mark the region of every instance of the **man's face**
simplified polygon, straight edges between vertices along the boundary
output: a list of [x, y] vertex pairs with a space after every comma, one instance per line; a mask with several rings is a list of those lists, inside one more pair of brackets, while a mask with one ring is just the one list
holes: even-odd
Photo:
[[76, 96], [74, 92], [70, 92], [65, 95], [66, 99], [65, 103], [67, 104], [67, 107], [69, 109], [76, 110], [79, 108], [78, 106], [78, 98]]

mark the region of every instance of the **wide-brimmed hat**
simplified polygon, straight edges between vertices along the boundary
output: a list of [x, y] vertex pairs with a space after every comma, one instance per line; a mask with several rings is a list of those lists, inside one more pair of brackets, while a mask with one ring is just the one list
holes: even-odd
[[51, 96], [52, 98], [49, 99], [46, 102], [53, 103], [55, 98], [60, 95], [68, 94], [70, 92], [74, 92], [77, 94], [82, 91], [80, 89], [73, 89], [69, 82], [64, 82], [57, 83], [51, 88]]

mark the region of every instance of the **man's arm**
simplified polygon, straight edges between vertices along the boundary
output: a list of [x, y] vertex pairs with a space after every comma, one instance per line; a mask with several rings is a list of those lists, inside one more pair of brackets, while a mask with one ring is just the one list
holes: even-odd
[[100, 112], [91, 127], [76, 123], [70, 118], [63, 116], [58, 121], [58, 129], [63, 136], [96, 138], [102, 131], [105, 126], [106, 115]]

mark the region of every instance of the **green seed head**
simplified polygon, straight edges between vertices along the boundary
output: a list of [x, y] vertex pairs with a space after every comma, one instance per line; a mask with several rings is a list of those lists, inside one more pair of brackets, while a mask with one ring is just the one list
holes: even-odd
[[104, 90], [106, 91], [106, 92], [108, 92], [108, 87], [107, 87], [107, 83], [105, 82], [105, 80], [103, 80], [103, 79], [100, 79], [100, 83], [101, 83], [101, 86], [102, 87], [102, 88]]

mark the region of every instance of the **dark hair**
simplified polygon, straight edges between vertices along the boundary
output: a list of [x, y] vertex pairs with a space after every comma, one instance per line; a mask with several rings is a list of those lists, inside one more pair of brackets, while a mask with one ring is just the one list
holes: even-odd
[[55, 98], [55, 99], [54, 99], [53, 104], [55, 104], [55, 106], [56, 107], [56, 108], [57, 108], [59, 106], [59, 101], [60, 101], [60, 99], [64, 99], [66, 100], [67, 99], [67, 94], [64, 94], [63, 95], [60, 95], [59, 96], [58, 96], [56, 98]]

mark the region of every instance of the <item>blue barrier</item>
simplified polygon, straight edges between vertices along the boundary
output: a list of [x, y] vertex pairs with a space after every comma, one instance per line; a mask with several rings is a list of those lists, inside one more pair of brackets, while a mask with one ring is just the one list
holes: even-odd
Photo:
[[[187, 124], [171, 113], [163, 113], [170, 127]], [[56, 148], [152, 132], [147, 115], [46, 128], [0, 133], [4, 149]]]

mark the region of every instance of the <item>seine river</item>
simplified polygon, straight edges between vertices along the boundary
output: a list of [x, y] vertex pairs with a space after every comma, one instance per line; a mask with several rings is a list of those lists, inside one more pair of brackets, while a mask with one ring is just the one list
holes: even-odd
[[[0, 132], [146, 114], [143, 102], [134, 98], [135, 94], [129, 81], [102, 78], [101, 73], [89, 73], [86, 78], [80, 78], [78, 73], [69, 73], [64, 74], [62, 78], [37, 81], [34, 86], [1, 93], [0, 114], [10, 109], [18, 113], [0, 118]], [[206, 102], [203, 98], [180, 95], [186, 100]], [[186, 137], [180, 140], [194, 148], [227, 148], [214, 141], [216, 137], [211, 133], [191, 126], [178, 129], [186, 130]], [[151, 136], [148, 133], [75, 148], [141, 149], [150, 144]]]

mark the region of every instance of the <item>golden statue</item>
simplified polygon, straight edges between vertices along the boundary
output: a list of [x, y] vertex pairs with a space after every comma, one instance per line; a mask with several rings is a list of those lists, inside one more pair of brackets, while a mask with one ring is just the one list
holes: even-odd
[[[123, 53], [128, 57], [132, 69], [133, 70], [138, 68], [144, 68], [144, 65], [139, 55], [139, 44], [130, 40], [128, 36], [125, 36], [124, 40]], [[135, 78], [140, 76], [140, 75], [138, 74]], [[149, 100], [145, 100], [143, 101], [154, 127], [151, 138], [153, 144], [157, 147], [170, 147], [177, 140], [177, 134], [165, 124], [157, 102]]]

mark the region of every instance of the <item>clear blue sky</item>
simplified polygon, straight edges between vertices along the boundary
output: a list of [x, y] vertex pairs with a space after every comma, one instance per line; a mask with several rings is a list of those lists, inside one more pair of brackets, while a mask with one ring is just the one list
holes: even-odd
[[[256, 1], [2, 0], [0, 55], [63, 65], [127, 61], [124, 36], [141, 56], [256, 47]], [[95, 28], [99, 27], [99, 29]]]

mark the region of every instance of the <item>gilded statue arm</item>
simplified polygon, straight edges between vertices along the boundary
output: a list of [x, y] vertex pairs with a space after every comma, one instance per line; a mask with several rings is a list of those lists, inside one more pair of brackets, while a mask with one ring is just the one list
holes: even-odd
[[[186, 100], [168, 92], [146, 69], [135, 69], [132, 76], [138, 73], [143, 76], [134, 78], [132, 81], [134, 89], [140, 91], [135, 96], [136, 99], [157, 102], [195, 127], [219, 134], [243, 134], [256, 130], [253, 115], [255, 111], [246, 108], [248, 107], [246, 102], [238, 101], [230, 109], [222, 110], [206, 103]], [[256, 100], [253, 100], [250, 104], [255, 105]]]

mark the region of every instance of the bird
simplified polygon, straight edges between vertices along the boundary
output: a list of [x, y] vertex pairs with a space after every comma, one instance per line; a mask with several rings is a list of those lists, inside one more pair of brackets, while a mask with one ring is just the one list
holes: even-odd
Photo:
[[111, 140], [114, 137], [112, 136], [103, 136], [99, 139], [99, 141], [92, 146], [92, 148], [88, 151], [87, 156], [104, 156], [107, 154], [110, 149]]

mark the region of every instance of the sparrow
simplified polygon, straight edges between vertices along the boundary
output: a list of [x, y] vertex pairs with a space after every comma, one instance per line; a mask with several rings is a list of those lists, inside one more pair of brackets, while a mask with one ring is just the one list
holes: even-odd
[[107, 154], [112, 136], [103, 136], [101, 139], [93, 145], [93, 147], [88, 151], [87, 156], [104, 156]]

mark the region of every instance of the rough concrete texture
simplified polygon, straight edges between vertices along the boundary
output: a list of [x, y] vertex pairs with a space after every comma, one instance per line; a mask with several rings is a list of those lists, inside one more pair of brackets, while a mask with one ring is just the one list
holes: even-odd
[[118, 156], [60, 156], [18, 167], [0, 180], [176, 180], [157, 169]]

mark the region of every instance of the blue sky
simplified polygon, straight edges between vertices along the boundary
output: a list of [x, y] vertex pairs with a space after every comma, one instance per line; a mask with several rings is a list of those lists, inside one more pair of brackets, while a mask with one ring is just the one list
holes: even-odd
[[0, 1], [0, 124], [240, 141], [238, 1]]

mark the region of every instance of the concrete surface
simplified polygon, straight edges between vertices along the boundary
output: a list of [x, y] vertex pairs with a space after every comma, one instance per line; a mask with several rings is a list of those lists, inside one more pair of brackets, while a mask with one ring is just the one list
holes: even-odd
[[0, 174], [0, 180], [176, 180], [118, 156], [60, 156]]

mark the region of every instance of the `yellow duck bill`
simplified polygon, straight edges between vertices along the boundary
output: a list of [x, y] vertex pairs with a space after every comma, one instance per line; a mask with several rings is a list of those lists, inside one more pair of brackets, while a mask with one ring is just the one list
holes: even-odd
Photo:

__요청 내용__.
위 목록 전체를 다시 써 주세요. "even-odd"만 "nonzero"(으)로 바꾸고 나머지는 그대로 둡니다.

__답변__.
mark the region of every instance of the **man's face**
simplified polygon, straight edges between vertices along the boundary
output: a list of [x, y] vertex pairs with a space after every comma, one instance per line; a mask with several rings is a list of those lists, inside one more pair of brackets, while a mask with one ring is just the one list
holes: nonzero
Photo:
[[76, 96], [74, 92], [70, 92], [65, 95], [66, 99], [65, 103], [67, 104], [67, 107], [69, 109], [76, 110], [79, 108], [78, 106], [78, 98]]

mark the region of every instance of the **wide-brimmed hat**
simplified polygon, straight edges between vertices along the boundary
output: a list of [x, y] vertex pairs with a space after every comma, one instance per line; a mask with several rings is a list of those lists, inside one more pair of brackets, while a mask with one ring is just the one list
holes: nonzero
[[51, 96], [52, 98], [49, 99], [46, 102], [53, 103], [55, 98], [60, 95], [68, 94], [70, 92], [74, 92], [77, 94], [82, 91], [80, 89], [73, 89], [69, 82], [64, 82], [57, 83], [51, 88]]

mark the region of every instance of the **man's arm**
simplified polygon, straight edges between vertices along the boundary
output: a list of [x, y] vertex pairs with a space after every comma, one instance per line; a mask with several rings is a list of those lists, inside one more pair of brackets, while a mask with one ring is just the one list
holes: nonzero
[[100, 112], [91, 127], [76, 123], [70, 118], [63, 116], [58, 121], [58, 129], [63, 136], [96, 138], [102, 131], [105, 126], [106, 115]]

mark the region of every instance of the **green seed head**
simplified polygon, straight edges between vertices along the boundary
output: a list of [x, y] vertex pairs with a space after every comma, one instance per line; a mask with several rings is a list of those lists, inside one more pair of brackets, while a mask with one ring is just the one list
holes: nonzero
[[104, 90], [106, 91], [106, 92], [108, 92], [108, 87], [107, 87], [107, 83], [105, 82], [105, 80], [103, 80], [103, 79], [100, 79], [100, 83], [101, 83], [101, 86], [102, 87], [102, 88]]

mark the region of every instance of the **dark hair**
simplified polygon, straight edges between vertices along the boundary
output: a list of [x, y] vertex pairs with a space after every comma, one instance per line; a mask with several rings is a list of those lists, inside one more pair of brackets, while a mask with one ring is just the one list
holes: nonzero
[[55, 98], [55, 99], [54, 99], [53, 104], [55, 104], [55, 106], [56, 107], [56, 108], [57, 108], [59, 106], [59, 101], [60, 101], [60, 99], [64, 99], [66, 100], [67, 99], [67, 94], [64, 94], [63, 95], [60, 95], [59, 96], [58, 96], [56, 98]]

mark the region of every instance of the <item>blue barrier</item>
simplified polygon, straight edges between vertices along the boundary
output: a list of [x, y] vertex pairs with a space after every comma, one instance per line; a mask with several rings is a list of those lists, inside one more pair of brackets, while a mask with one ring is just the one list
holes: nonzero
Photo:
[[[187, 124], [171, 113], [163, 113], [170, 127]], [[56, 148], [152, 132], [147, 115], [46, 128], [0, 133], [4, 149]]]

mark the region of every instance of the <item>seine river</item>
simplified polygon, straight edges between vertices along the boundary
output: a list of [x, y] vertex pairs with a space after every comma, one instance per line; a mask with several rings is a list of those lists, inside one more pair of brackets, while a mask with one ring is just the one list
holes: nonzero
[[[0, 132], [146, 114], [143, 102], [134, 98], [135, 94], [129, 81], [102, 78], [101, 73], [89, 73], [86, 78], [80, 78], [78, 73], [69, 73], [64, 74], [62, 78], [37, 81], [34, 86], [1, 93], [0, 114], [10, 109], [18, 113], [0, 118]], [[206, 102], [203, 98], [180, 95], [186, 100]], [[186, 137], [180, 140], [194, 148], [227, 148], [214, 141], [216, 137], [211, 133], [191, 126], [178, 129], [186, 130]], [[151, 136], [148, 133], [75, 148], [141, 149], [150, 144]]]

mark the region of every instance of the <item>golden statue</item>
simplified polygon, straight edges between vertices along the boundary
output: a list of [x, y] vertex pairs with a space after every comma, one instance per line; a mask with several rings is a list of those lists, inside one more pair of brackets, while a mask with one ring is just the one list
holes: nonzero
[[[123, 53], [128, 57], [132, 69], [133, 70], [138, 68], [144, 68], [144, 65], [139, 55], [139, 44], [130, 40], [128, 36], [125, 36], [124, 40]], [[135, 78], [140, 76], [140, 75], [138, 74]], [[149, 100], [145, 100], [143, 101], [154, 127], [151, 138], [153, 144], [157, 147], [170, 147], [177, 140], [177, 134], [165, 124], [157, 102]]]

mark the region of every instance of the <item>clear blue sky</item>
simplified polygon, straight edges between vertices along the boundary
output: a list of [x, y] vertex pairs with a space after every comma, one instance per line; a mask with several rings is a list of those lists, inside one more pair of brackets, while a mask with one ring is just the one list
holes: nonzero
[[[256, 1], [2, 0], [0, 55], [63, 65], [127, 61], [124, 36], [141, 56], [256, 47]], [[95, 28], [99, 27], [99, 29]]]

mark the region of every instance of the <item>gilded statue arm</item>
simplified polygon, straight edges between vertices along the boundary
output: a list of [x, y] vertex pairs with a space after every comma, one instance per line; a mask with several rings is a list of those lists, inside one more pair of brackets, while a mask with one ring is just the one list
holes: nonzero
[[[186, 100], [168, 92], [146, 69], [135, 69], [132, 76], [138, 73], [143, 76], [134, 78], [132, 81], [134, 89], [140, 91], [135, 96], [136, 99], [157, 102], [195, 127], [219, 134], [243, 134], [256, 130], [253, 115], [255, 111], [246, 108], [248, 107], [246, 102], [238, 101], [230, 109], [222, 110], [206, 103]], [[256, 100], [253, 100], [250, 104], [255, 105]]]

mark the region of every instance of the bird
simplified polygon, straight edges between vertices along the boundary
output: a list of [x, y] vertex pairs with a space after every comma, one instance per line; a mask with several rings is a list of those lists, inside one more pair of brackets, while a mask with one ring is just the one list
holes: nonzero
Photo:
[[111, 140], [114, 137], [112, 136], [103, 136], [99, 139], [99, 141], [92, 146], [92, 148], [88, 151], [87, 156], [104, 156], [107, 154], [110, 149]]

mark the region of every instance of the sparrow
simplified polygon, straight edges between vertices along the boundary
output: a list of [x, y] vertex pairs with a space after every comma, one instance per line; a mask with several rings is a list of those lists, inside one more pair of brackets, while a mask with one ring is just the one list
holes: nonzero
[[107, 154], [112, 136], [103, 136], [101, 139], [93, 145], [93, 147], [88, 151], [87, 156], [104, 156]]

mark the region of every instance of the rough concrete texture
simplified polygon, straight edges between vertices along the boundary
output: a list of [x, y] vertex pairs with a space after every comma, one instance per line; a mask with several rings is a list of those lists, inside one more pair of brackets, while a mask with one ring is just the one list
holes: nonzero
[[118, 156], [60, 156], [18, 167], [0, 180], [176, 180], [157, 169]]

mark the region of every instance of the blue sky
simplified polygon, straight edges between vertices along the boundary
output: a list of [x, y] vertex pairs with a space after every comma, one instance per line; a mask with several rings is a list of those lists, inside one more pair of brackets, while a mask with one ring is just the one list
holes: nonzero
[[0, 1], [0, 124], [240, 141], [238, 1]]

mark the region of every instance of the concrete surface
simplified polygon, straight edges between vertices along the boundary
output: a list of [x, y] vertex pairs with a space after every comma, one instance per line; a mask with several rings is a list of those lists, inside one more pair of brackets, while a mask with one ring is just the one list
holes: nonzero
[[0, 174], [0, 180], [176, 180], [118, 156], [60, 156]]

mark the region of every instance of the `yellow duck bill`
simplified polygon, straight edges between vertices along the boundary
output: a list of [x, y] vertex pairs with a space after every comma, one instance per line; a mask with several rings is a list of those lists, inside one more pair of brackets, while a mask with one ring is just the one list
holes: nonzero
Photo:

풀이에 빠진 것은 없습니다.